- Requirement -
With the material below, print exactly the lines between the line holding "task | for every instance of the sandy" and the line holding "task | for every instance of the fence", inclusive. Add nothing else.

Extracted records Start Marker

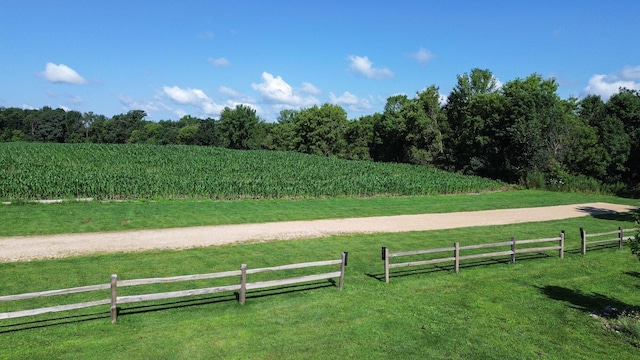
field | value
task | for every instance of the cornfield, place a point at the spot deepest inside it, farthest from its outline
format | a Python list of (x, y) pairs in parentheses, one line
[(58, 171)]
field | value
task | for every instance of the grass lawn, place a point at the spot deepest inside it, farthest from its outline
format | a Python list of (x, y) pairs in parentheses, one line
[(34, 219), (536, 308)]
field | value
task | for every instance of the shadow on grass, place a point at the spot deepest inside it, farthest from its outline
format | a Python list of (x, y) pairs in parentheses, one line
[(61, 320), (607, 214), (157, 306), (581, 301), (427, 269)]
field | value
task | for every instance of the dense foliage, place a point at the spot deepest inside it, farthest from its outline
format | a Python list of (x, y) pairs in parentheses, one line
[(50, 171), (519, 132)]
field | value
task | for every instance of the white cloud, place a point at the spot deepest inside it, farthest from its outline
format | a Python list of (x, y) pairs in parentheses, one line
[(422, 56), (219, 62), (75, 100), (228, 91), (237, 97), (607, 85), (131, 104), (193, 97), (62, 74), (352, 102), (309, 89), (200, 100), (631, 72), (361, 65), (276, 91)]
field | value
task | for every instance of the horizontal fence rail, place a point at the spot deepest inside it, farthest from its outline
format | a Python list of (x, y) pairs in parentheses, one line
[(620, 238), (457, 257), (114, 284)]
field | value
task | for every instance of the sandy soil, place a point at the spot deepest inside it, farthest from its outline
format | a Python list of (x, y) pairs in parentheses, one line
[(22, 248)]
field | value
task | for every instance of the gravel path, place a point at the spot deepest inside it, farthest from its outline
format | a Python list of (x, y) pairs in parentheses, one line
[(22, 248)]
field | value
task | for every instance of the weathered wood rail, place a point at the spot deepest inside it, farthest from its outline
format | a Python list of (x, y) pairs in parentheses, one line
[(116, 300), (456, 249), (620, 238)]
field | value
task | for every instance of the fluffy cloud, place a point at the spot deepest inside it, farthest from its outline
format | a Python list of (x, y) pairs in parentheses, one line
[(276, 91), (131, 104), (62, 74), (361, 65), (607, 85), (219, 62), (350, 101), (197, 98), (422, 56), (193, 97)]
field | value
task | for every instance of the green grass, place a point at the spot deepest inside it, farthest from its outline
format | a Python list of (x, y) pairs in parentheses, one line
[(32, 219), (536, 308), (54, 171)]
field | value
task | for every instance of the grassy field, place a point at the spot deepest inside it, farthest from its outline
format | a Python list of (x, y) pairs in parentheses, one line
[(37, 219), (53, 171), (536, 308)]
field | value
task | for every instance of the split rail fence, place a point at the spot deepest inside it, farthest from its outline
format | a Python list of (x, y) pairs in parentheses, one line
[(456, 249), (116, 300), (620, 239)]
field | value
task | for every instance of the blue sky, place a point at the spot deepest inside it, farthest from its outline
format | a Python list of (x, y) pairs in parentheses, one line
[(173, 58)]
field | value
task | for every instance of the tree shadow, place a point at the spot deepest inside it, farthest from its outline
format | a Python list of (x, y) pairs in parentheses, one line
[(58, 320), (607, 214), (581, 301), (466, 264)]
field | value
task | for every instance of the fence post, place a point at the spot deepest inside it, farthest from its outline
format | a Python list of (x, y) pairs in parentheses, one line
[(114, 298), (456, 256), (243, 284), (385, 258), (345, 257), (620, 237)]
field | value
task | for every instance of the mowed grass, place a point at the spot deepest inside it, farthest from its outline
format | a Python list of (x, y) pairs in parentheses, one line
[(72, 217), (536, 308)]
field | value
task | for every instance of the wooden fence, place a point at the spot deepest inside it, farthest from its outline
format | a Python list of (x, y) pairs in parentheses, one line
[(116, 300), (620, 238), (456, 249)]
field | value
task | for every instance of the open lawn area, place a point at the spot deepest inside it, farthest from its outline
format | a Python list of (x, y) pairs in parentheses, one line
[(538, 307)]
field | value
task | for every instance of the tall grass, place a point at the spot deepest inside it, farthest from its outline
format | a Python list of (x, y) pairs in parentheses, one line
[(52, 171)]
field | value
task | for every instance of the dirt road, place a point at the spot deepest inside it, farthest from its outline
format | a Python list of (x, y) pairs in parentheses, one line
[(42, 247)]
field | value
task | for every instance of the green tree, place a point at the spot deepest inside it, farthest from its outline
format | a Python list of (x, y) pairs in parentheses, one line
[(472, 111), (187, 134), (207, 133), (359, 137), (320, 130), (625, 106), (605, 147), (409, 130), (532, 120), (119, 128), (389, 131)]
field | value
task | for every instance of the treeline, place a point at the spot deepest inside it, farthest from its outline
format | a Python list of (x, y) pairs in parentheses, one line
[(520, 132)]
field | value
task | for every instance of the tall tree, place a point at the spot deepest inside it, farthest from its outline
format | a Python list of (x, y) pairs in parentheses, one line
[(625, 106), (472, 110), (320, 130), (532, 119)]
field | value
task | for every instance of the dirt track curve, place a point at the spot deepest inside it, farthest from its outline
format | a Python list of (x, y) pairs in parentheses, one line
[(22, 248)]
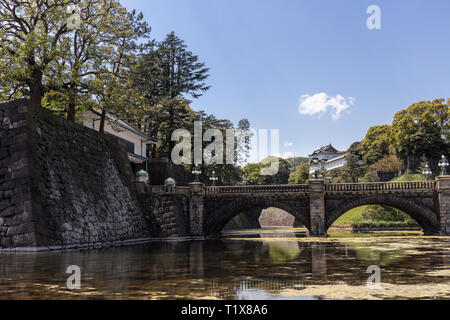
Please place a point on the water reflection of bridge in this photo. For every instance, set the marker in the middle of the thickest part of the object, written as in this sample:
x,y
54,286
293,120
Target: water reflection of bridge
x,y
221,266
316,205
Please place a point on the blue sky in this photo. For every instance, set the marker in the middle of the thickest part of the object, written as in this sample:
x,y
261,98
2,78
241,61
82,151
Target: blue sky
x,y
265,55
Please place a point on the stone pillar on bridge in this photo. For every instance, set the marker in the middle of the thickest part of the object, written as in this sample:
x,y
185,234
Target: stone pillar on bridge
x,y
443,188
317,207
197,190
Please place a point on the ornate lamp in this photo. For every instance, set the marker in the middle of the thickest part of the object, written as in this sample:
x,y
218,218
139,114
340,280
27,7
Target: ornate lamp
x,y
196,171
427,172
315,163
443,164
214,178
245,179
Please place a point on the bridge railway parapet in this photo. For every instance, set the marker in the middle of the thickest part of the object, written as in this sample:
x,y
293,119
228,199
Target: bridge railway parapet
x,y
317,204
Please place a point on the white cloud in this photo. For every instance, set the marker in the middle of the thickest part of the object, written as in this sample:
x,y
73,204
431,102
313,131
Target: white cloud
x,y
284,155
321,103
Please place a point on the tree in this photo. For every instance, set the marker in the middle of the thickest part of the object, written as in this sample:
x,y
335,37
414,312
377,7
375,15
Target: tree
x,y
354,167
300,175
421,129
243,140
254,172
31,38
375,145
389,164
168,71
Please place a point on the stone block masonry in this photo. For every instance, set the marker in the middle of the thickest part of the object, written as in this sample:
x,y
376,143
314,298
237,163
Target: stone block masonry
x,y
62,184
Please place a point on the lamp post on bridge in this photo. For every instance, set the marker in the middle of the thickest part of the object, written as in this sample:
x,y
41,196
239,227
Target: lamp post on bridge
x,y
244,179
196,171
427,172
214,178
443,164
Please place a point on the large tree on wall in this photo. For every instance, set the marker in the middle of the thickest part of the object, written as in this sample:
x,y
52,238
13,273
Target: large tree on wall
x,y
421,129
31,37
43,56
166,73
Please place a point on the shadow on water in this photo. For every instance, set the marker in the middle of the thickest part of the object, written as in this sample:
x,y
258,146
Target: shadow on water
x,y
252,264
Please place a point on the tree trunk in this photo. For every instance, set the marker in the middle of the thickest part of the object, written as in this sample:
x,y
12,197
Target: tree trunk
x,y
102,122
36,89
71,109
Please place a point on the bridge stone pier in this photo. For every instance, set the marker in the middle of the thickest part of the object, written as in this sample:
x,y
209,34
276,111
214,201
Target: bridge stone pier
x,y
316,205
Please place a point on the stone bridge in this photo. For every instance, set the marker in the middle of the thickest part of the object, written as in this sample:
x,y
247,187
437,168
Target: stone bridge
x,y
316,205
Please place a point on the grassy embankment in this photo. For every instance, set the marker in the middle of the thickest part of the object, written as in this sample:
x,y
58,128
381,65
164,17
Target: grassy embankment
x,y
355,218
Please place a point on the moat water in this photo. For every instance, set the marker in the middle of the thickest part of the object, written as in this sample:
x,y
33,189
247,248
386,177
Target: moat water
x,y
274,263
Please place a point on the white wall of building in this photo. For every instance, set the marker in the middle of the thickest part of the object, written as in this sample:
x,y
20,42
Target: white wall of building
x,y
140,144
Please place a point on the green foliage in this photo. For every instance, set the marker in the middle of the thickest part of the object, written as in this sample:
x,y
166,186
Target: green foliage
x,y
410,177
371,176
354,168
375,145
300,175
375,216
421,129
255,176
389,164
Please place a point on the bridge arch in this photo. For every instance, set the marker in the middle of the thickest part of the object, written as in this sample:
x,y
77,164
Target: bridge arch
x,y
219,212
426,218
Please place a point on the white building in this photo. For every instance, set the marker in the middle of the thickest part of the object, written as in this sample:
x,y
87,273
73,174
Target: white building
x,y
329,157
135,141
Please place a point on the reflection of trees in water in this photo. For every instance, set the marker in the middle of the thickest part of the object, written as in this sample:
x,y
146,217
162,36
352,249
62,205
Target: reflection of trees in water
x,y
181,268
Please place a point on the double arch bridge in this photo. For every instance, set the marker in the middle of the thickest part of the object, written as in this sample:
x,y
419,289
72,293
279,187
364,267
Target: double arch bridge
x,y
316,205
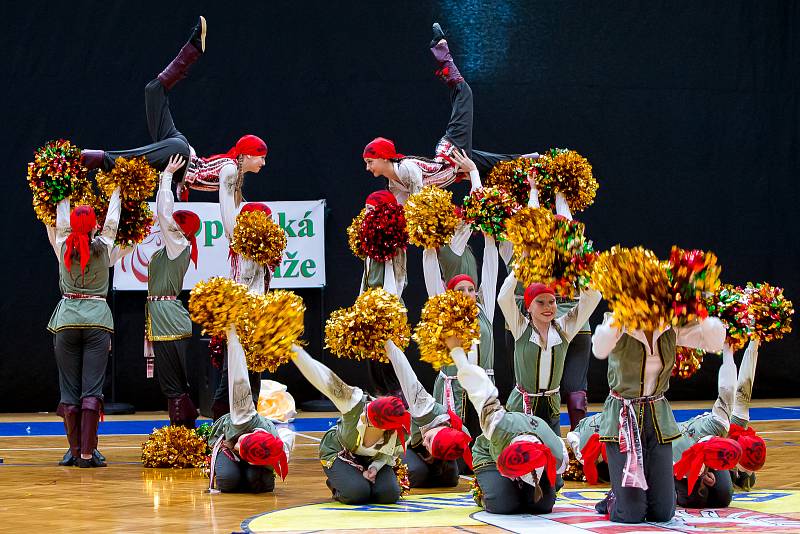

Extracted records End Marker

- Solution below -
task | for every instance of the sandy soil, place a point at the spot deepest inside it, farthest from its outline
format | a Python list of (x, y) pairs in parentheses, one line
[(22, 248)]
field | value
task | for every instance of the gravel path, place a point at the spot deepest inside it, farthest from its outline
format | a Python list of (x, y) pairs in parentheses, one line
[(22, 248)]
field | value
task | for every instance of the weathered wood rail, place a point at the spot deepest inside it, farthest from its outline
format | a Python list of (x, y) pairs in parentheses, one line
[(116, 300), (456, 249), (620, 238)]
field | value
task | for every instance of the fluffy cloud, place a point at the spot deepest inside it, farthest from its outline
format | a Python list of (x, y) pairs in parentheses, one line
[(276, 91), (131, 104), (62, 74), (361, 65), (607, 85), (219, 62), (350, 101), (197, 98), (422, 56), (193, 97)]
field | value
task | for every instance of the green grass, place a point at the spot deepest inside it, farthest from its outline
format | a Python list of (x, y) pairs in parentheses, one line
[(32, 219), (536, 308), (54, 171)]
field | value
task | for every instance of the grassy field, place a point at the spot deepest inside it, farthest from its outline
format | a Python list of (x, y) pairs in parentheses, one line
[(37, 219), (53, 171), (536, 308)]
field | value
task | for every instance of the split rail fence, place a point at the spot deepest inside it, farthest from its outline
format | a Python list of (x, y) pairs in parentheses, one line
[(456, 249), (116, 300), (620, 239)]
field | value
task | for every instance of the blue sky, place a point at the spot deepest inside it, farthest from its outline
format | a Python list of (x, y) pairs in parentheses, one line
[(173, 58)]
field | value
task | for every instance of the tree shadow, place a point at the spot deepest inside it, farthest from its outline
format | a Python list of (x, y) pairs in parentheses, one line
[(58, 320), (607, 214), (581, 301), (466, 264)]
field | value
task | for every instance of the fence post, place a point at the spot deepest inside it, farthest from its outline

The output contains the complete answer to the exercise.